— EXTRACT TO READ —
BOUNTIFUL — At a rest home, sometimes rest is the last thing you need.
"Boredom is quite a thing around here," said Vera Bakker, a resident at Heritage Place assisted living center in Bountiful.
While she says the staff constantly schedules activities and events, it can be difficult to find the motivation to attend. For Vera, the struggle to keep busy — to feel useful — happens every morning.
"I have days when I don't feel like doing anything," she said. "There are some days where I don't feel like getting out of bed."
For many in her situation, it's tough not to pass the hours by thinking about the past.
"I got physically incapacitated," she said, shaking her head. "I just basically couldn't go and do things with my friends anymore that I'd been doing."
Instead of "feeling sorry for myself," as she puts it, Vera sought to find new ways to occupy her time. Now, if you knock on her door you're likely to find her sitting at a small card table, surrounded by paper and watercolors — and it's more than just a hobby.

— GIVEN ENTRIES —
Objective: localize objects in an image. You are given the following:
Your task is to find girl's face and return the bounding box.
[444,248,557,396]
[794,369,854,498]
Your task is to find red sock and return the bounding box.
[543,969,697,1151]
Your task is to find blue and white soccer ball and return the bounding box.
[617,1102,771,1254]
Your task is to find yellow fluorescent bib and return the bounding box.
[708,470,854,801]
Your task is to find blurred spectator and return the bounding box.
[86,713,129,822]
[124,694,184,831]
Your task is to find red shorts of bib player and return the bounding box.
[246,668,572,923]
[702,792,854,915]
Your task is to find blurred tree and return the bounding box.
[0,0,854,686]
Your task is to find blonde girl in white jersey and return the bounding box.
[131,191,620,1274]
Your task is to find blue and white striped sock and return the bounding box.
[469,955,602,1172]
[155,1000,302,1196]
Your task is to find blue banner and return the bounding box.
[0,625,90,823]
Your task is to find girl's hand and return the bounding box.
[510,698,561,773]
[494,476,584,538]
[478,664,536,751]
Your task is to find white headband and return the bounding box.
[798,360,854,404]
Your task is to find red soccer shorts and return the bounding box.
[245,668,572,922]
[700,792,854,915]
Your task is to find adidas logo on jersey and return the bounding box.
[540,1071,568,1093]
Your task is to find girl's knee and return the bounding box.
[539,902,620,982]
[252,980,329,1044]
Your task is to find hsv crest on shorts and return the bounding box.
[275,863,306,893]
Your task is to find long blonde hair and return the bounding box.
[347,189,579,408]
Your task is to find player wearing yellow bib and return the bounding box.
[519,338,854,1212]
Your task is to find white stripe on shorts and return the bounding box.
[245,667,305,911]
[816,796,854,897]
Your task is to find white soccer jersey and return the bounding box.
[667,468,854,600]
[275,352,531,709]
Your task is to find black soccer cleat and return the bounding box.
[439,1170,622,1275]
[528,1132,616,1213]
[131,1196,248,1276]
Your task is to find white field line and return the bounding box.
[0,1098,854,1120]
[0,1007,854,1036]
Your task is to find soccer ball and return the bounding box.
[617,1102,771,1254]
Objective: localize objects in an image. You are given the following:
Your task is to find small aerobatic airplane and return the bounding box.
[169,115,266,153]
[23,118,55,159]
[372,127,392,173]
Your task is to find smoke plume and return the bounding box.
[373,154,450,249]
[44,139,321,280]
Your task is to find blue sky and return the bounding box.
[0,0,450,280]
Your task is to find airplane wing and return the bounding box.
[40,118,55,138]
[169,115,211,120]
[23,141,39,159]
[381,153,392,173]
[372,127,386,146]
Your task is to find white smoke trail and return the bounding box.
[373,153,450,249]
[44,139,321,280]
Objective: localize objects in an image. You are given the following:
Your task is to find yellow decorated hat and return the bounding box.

— ASSIGNMENT A —
Decide whether each statement below agrees with the article about Vera Bakker at Heritage Place. Answer yes or no for each, and quote the words from the article that settle it.
(i) The staff at Heritage Place seldom schedules activities.
(ii) Vera's struggle to keep busy happens every morning.
(iii) Vera can now often be found working with watercolors at a small card table.
— ASSIGNMENT B —
Write the next part of the article about Vera Bakker's life at Heritage Place, starting right after its last sentence.

— EXERCISE ANSWER A —
(i) No: "the staff constantly schedules activities and events"
(ii) Yes: "For Vera, the struggle to keep busy — to feel useful — happens every morning."
(iii) Yes: "you're likely to find her sitting at a small card table, surrounded by paper and watercolors"

— EXERCISE ANSWER B —
"I started taking painting classes at the senior center," Vera said.
That was about a decade ago. Today, she's more involved than ever. Nearly every square inch of her walls are covered with pieces of art, each with the word "Vera" in the corner, written in the style of cursive only a retired teacher could master.
"I thought, 'That's a fun thing to do. I could make Christmas cards and birthday cards for my friends,'" Vera said. "They were quite impressed with it. They thought it was very nice, or at least they told me that."
Surrounded by a collection of owls and the constant hum of an oxygen concentrator, Vera pours herself into the paper, mainly painting landscapes, finding new interpretations of sights she's seen in her travels over the years.
"I decided I wanted to do something different besides knit afghans," she said with a smile.
Vera's even written, illustrated and published a number of children's books, but she wanted to do more.
"You know, you can only put so many pictures on your walls," she said. "And all your friends soon get tired of your pictures. They don't have any more walls, either."
So, she's taken on her biggest project yet, one that began when a woman named Pat Brown came to her retirement home and spoke with the residents about a program called RSVP: the Retired and Senior Volunteer Program.
"She told us about the cards and letters they were putting in care packages for the servicemen and women," Vera said. "I thought, 'Yeah, that's something I could do.'"
Turning her paintings into cards doesn't just require that Vera knows how to pain, she's also become a bit of a computer whiz.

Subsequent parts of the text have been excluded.